### About this task
A precise copy of the data is required, with every picture left out.

Referring expression data
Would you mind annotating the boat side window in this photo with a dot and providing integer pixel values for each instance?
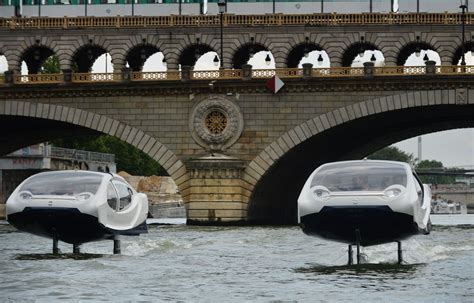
(111, 196)
(419, 187)
(125, 195)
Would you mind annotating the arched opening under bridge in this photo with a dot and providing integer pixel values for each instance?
(274, 197)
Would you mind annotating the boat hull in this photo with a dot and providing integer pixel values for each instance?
(67, 224)
(376, 224)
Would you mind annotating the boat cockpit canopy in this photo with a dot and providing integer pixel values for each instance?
(360, 176)
(63, 184)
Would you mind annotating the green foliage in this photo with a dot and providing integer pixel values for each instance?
(51, 65)
(127, 157)
(433, 166)
(392, 153)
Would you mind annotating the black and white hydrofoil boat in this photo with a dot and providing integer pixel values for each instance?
(78, 207)
(364, 202)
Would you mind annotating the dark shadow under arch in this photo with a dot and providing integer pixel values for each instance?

### Worked solution
Would you mind annotating the boat side window in this photo with a dot and providing integer pixel values for each instance?
(111, 196)
(419, 187)
(125, 195)
Would you mind annotating the arched opening under bridge in this photo with a dot and providing integer pixel values for each instance?
(274, 197)
Would you mind annotating the boat hull in this photo with a dot and providing integer pixel values for each instance?
(67, 224)
(376, 224)
Would you mind annotating the boat cockpit canopy in this photo with a dot and providing integer pixel values for each instance?
(360, 176)
(63, 184)
Would you mind annotating the green foliage in this photo with a dot and providing integer pixel values for each instance?
(51, 65)
(127, 157)
(433, 166)
(392, 153)
Would you mind annotating the black and white hydrofoil boat in this photo with a dot and providing integer pixel values for each instance?
(78, 207)
(364, 202)
Would you mind annotating the dark shadow under arch in this photo with a dot and providing integer pixel values for each instance?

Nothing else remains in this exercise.